▶ [Work instructions] Please write out the complete listing that follows, exactly as it reads.

--- Source information ---

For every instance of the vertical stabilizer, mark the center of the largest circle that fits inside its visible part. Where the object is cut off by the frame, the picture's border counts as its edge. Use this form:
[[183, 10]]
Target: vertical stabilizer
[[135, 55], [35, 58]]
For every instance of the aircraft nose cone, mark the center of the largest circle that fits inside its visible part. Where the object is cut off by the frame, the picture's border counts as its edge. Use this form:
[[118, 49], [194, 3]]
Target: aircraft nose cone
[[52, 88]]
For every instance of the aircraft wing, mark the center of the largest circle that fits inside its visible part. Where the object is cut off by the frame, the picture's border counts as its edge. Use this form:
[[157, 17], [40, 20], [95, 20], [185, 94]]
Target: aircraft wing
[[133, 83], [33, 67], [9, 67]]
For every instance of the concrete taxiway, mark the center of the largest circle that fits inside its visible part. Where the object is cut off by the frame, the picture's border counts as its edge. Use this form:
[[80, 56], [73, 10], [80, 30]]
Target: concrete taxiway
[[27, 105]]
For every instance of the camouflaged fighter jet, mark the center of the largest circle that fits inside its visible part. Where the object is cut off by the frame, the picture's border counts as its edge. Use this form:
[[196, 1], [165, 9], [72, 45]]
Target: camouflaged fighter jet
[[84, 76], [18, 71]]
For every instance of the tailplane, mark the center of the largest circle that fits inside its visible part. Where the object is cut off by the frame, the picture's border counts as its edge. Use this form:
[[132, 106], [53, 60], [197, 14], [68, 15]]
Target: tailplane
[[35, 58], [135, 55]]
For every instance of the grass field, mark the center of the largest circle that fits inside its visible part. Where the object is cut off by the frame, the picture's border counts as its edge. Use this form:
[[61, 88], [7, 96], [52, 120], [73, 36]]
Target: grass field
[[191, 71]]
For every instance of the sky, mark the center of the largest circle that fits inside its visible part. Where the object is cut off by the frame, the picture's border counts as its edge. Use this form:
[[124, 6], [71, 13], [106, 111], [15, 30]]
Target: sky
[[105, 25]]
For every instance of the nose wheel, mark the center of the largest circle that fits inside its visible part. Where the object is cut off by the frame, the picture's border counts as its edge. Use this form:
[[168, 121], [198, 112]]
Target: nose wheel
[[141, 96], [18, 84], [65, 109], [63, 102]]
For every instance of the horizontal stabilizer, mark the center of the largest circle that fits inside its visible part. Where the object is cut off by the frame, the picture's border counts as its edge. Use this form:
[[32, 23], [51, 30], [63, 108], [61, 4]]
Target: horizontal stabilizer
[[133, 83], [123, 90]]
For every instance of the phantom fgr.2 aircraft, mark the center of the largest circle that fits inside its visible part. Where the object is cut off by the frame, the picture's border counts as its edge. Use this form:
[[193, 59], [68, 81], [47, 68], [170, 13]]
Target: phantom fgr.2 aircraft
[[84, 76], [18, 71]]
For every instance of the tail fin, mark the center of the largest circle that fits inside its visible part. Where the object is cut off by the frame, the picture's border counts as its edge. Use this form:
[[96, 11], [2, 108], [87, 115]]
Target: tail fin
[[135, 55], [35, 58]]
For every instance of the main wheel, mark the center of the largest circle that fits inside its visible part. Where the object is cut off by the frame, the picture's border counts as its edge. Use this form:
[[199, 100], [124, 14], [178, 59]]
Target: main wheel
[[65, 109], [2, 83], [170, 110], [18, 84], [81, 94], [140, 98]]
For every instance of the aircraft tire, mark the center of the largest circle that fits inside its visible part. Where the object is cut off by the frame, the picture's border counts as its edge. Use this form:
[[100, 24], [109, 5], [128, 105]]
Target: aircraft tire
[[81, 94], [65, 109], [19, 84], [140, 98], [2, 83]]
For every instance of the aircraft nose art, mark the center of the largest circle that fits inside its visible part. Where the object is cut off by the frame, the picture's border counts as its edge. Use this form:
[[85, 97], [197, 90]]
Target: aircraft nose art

---

▶ [Reply to the task]
For every instance of the vertical stabilizer, mark the center of the largest circle that fits inside its visible part. Where the object is cut off by the frame, the picture's border counts as its edge. Use this form:
[[183, 10]]
Target: vertical stabilizer
[[135, 55], [35, 58]]
For every instance of the aircraft nose cone, mark the center of the largest circle that fits inside its visible part. Where the object is cut off by the frame, the picture's border counts as its edge. Use this form:
[[118, 49], [194, 3]]
Target: aircraft nose cone
[[52, 88]]
For every instance of the aircraft wing, mark the center of the largest circle that fits inside its visible part. Where the object is cut off by the frame, the picture's border counts as its edge. Use this form:
[[157, 17], [40, 20], [95, 20], [185, 94]]
Target: aircraft wing
[[133, 83], [33, 67], [9, 67]]
For every instance of the concrete taxiway, mark the center of the largest circle that fits inside its visible part. Where the object is cut off by the frame, the picture's border counts as its edge. Use this form:
[[80, 56], [73, 10], [80, 30]]
Target: concrete taxiway
[[27, 105]]
For every instance of the camouflaged fighter jet, mark the center of the largest circle that fits inside its visible part. Where the object is cut off by the frame, the picture's border counts as its edge. Use this form:
[[196, 1], [165, 9], [72, 45]]
Target: camouflaged fighter jet
[[84, 76], [18, 71]]
For every instance of the tailplane, mark the center of the largest circle that fits inside its visible part. Where the object is cut off by the frame, the picture's border counts as its edge. Use this form:
[[132, 106], [53, 60], [197, 14], [68, 15]]
Target: tailplane
[[35, 58], [135, 55]]
For every instance of the grass field, mark the center of the largest circle that fits inside its visible part. Where the object is cut off by the frame, the picture's border counts as its edge. Use this form:
[[61, 88], [7, 96], [52, 120], [73, 36]]
Target: grass field
[[191, 71]]
For every instance of the sky, mark the center of the largest circle that fits inside its visible part. Where the object is cut off by the frame, the picture's border counts as its edge. Use this form:
[[124, 6], [71, 13], [106, 111], [15, 30]]
Target: sky
[[105, 25]]
For every instance of the nose wheel, mark the center of the largest circle that fits inside its visible part. Where the object is cut off by the frame, the picture's border counts as its edge. Use this form:
[[168, 121], [198, 112]]
Target: nose wheel
[[141, 96], [18, 84], [65, 109], [63, 102]]
For every instance of the horizontal stabilizer, mark the center of the largest circle that fits inside its visible part. Where the object is cut off by the frame, the picture's border counts as its edge. Use this form:
[[32, 23], [51, 30], [63, 108], [61, 4]]
Target: horizontal stabilizer
[[133, 83], [123, 90]]
For every instance of the phantom fgr.2 aircraft, mark the center of the largest circle that fits inside its visible part. Where the object is cut off by the frame, the picture's border counts as its edge. Use this form:
[[193, 59], [68, 81], [47, 68], [170, 13]]
Target: phantom fgr.2 aircraft
[[84, 76], [18, 71]]
For every instance of the tail fin, mark the center of the largest circle that fits inside its visible part. Where the object is cut off by the frame, the picture's border counts as its edge. Use this form:
[[96, 11], [2, 108], [87, 115]]
Target: tail fin
[[135, 55], [35, 58]]
For every instance of the main wheel, mark the center of the largest circle that fits inside its visible part. Where the object is cut off by the frame, the picture's border counts as its edge. Use this form:
[[199, 100], [124, 14], [178, 59]]
Target: main wheel
[[65, 109], [2, 83], [170, 110], [18, 84], [81, 94], [140, 98]]
For every instance of the aircraft tire, mark the center of the largest circle that fits inside its visible part. Where the object is cut off by the frame, the picture's border counts as its edge. Use this form:
[[100, 24], [109, 5], [128, 105]]
Target: aircraft tire
[[81, 94], [65, 109], [19, 84], [140, 98], [2, 83]]
For every instance of the aircraft nose art, mark the center of the largest circle that fits inside its visible part. Where the object is cut off by the frame, the picture's border counts as its edge. Use this form:
[[85, 97], [197, 90]]
Target: aircraft nose art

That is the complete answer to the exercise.